> _GOAL_: List each line of the data below that contains the word "white".

--- start ROWS ---

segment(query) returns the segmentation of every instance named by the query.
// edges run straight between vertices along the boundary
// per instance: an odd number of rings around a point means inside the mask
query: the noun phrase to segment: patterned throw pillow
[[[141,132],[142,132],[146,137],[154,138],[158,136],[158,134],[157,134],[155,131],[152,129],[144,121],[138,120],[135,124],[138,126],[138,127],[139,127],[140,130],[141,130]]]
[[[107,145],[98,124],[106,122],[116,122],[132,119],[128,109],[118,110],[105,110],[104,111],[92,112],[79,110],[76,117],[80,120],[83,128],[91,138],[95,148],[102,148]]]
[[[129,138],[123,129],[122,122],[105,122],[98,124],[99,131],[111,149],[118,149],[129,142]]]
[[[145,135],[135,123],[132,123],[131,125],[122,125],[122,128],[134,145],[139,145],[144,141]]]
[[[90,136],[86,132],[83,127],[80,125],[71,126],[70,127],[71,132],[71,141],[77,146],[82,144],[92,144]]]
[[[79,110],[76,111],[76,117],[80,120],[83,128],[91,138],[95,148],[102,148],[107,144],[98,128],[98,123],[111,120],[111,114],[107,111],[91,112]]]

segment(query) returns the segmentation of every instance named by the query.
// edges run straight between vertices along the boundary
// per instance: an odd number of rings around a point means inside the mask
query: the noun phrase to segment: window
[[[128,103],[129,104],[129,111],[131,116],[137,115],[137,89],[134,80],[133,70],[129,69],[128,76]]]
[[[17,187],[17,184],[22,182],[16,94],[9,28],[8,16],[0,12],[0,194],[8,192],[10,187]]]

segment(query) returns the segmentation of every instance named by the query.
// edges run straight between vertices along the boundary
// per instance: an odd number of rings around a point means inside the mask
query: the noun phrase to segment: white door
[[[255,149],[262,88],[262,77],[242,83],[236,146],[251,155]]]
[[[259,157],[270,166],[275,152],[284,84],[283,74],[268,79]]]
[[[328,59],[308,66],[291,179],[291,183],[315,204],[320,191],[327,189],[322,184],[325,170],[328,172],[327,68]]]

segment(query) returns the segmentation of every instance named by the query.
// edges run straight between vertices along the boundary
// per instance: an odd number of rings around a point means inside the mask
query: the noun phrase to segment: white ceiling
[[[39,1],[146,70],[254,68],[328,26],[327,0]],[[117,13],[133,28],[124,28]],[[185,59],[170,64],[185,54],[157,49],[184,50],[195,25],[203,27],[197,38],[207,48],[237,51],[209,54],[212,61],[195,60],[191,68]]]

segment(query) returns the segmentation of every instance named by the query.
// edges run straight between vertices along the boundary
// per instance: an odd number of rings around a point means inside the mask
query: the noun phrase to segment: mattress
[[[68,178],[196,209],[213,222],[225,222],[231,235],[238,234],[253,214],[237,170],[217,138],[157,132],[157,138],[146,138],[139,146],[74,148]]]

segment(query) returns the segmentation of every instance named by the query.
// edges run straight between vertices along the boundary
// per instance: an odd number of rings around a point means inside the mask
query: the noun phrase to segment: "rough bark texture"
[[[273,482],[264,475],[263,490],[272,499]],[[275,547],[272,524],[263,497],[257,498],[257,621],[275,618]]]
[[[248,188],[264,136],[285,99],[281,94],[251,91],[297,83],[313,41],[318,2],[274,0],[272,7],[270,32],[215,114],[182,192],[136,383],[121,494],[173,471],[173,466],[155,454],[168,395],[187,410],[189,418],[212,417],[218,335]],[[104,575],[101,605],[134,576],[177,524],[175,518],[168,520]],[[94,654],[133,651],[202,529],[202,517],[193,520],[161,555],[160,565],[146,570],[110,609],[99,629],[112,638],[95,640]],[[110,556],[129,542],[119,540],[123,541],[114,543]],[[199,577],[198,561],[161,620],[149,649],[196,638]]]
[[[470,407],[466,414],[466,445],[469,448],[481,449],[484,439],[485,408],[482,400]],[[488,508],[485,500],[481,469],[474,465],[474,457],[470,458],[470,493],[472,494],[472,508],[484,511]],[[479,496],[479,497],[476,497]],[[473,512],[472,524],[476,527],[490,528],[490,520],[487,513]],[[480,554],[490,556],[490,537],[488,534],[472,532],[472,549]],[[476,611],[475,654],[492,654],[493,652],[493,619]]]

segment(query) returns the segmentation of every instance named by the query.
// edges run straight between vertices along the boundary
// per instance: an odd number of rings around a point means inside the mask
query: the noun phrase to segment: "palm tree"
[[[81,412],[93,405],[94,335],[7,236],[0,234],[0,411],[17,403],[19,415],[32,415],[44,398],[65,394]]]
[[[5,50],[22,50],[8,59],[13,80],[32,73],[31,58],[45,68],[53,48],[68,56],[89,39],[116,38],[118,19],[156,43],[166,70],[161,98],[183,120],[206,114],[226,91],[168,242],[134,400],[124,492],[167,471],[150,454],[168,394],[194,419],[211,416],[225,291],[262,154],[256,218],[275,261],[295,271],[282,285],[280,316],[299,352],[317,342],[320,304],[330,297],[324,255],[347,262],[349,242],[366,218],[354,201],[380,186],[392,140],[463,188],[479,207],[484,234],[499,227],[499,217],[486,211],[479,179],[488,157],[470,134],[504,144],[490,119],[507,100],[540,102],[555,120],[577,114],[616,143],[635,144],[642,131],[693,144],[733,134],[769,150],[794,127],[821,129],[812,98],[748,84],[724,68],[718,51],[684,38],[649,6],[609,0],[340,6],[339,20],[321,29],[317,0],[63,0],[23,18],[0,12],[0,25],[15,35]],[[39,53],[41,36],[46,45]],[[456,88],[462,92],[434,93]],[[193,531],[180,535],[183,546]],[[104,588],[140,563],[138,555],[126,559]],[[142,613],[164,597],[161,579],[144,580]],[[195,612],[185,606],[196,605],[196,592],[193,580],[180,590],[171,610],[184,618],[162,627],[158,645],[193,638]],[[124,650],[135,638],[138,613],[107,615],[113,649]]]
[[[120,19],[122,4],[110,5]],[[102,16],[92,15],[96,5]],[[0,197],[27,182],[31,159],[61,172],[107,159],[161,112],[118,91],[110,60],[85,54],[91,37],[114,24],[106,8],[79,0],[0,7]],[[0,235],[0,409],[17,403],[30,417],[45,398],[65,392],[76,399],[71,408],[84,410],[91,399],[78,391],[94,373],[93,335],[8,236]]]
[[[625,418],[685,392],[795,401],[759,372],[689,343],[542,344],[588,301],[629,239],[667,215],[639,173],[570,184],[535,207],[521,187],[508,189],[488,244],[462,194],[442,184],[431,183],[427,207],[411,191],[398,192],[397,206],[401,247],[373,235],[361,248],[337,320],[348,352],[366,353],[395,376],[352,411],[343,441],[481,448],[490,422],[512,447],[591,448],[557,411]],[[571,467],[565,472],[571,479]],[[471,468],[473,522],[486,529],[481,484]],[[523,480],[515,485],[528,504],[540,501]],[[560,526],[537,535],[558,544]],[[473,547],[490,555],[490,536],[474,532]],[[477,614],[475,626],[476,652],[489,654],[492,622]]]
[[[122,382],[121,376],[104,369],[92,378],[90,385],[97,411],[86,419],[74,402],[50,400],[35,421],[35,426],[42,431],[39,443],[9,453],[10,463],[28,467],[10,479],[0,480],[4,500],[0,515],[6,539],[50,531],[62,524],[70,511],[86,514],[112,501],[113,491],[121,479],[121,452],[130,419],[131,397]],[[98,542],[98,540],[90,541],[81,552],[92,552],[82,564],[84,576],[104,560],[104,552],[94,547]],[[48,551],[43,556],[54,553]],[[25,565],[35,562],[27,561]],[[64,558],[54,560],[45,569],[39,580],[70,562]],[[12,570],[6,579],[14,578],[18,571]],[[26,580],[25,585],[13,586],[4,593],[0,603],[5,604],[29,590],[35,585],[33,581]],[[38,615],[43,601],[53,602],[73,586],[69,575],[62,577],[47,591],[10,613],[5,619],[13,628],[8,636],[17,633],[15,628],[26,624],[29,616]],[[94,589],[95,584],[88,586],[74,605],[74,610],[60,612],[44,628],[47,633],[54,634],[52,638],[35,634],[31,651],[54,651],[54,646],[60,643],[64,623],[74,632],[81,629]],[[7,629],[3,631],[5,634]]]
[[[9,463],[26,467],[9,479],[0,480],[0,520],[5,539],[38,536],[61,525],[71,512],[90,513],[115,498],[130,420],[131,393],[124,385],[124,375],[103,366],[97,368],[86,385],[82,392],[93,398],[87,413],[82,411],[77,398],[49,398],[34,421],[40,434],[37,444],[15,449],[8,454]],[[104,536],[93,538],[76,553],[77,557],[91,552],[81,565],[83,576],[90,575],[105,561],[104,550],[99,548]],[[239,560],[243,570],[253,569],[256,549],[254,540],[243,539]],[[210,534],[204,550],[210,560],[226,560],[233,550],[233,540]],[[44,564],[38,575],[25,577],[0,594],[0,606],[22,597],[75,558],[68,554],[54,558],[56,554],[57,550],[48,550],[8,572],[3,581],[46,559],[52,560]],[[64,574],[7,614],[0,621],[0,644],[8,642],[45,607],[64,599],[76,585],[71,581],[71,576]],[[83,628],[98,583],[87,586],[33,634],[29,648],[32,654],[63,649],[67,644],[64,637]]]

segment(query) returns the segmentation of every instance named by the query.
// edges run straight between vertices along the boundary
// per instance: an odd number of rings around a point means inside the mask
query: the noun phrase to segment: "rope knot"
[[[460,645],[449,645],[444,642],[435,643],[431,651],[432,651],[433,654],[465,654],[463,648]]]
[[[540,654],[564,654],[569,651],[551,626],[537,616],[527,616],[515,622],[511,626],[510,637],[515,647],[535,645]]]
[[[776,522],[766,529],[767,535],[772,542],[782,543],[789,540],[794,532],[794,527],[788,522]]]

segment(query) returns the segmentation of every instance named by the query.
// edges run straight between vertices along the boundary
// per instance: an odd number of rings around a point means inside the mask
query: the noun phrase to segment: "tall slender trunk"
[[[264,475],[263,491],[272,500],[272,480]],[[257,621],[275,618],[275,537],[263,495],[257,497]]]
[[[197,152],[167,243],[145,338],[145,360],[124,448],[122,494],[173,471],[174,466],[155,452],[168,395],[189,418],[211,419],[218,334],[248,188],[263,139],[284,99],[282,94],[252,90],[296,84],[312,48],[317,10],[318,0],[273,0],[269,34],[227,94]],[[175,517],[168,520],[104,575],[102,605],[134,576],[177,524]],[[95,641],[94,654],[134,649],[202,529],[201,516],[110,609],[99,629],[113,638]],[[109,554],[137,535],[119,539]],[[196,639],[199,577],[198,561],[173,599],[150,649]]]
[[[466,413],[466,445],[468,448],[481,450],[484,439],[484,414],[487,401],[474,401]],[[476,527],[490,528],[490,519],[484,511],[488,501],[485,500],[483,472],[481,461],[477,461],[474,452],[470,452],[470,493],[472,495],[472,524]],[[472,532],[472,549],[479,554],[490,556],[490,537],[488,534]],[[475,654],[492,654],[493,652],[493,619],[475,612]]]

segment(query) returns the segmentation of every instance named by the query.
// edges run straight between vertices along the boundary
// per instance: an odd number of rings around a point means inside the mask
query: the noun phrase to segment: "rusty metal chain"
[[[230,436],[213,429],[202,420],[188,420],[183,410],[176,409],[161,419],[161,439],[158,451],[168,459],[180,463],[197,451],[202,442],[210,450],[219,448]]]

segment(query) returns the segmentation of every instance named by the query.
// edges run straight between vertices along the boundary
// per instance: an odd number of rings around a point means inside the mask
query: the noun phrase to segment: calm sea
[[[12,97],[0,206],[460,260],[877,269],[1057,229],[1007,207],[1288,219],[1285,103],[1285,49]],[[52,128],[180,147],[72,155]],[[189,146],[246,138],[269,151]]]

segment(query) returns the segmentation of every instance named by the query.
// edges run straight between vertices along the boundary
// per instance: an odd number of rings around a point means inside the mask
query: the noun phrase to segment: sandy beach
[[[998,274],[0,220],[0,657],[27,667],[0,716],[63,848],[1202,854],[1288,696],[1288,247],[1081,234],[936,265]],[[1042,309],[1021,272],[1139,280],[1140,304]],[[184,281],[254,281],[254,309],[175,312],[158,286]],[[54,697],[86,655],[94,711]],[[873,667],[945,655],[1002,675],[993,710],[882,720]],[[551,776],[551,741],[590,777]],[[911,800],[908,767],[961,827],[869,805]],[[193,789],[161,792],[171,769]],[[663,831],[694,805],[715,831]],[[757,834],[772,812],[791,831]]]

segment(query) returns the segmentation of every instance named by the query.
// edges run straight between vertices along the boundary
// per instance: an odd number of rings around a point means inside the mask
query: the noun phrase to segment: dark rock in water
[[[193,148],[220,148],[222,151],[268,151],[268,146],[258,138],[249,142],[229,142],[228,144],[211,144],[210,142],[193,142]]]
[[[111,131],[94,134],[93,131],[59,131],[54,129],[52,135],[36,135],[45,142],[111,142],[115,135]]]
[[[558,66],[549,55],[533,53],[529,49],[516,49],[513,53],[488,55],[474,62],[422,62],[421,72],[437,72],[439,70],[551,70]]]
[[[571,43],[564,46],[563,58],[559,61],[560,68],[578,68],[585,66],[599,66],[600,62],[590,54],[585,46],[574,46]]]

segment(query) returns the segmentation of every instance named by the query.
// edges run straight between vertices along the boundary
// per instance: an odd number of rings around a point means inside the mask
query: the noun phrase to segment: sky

--- end ROWS ---

> _THE SOLUTION_:
query: the noun phrase to segment: white door
query: the noun phrase to segment: white ceiling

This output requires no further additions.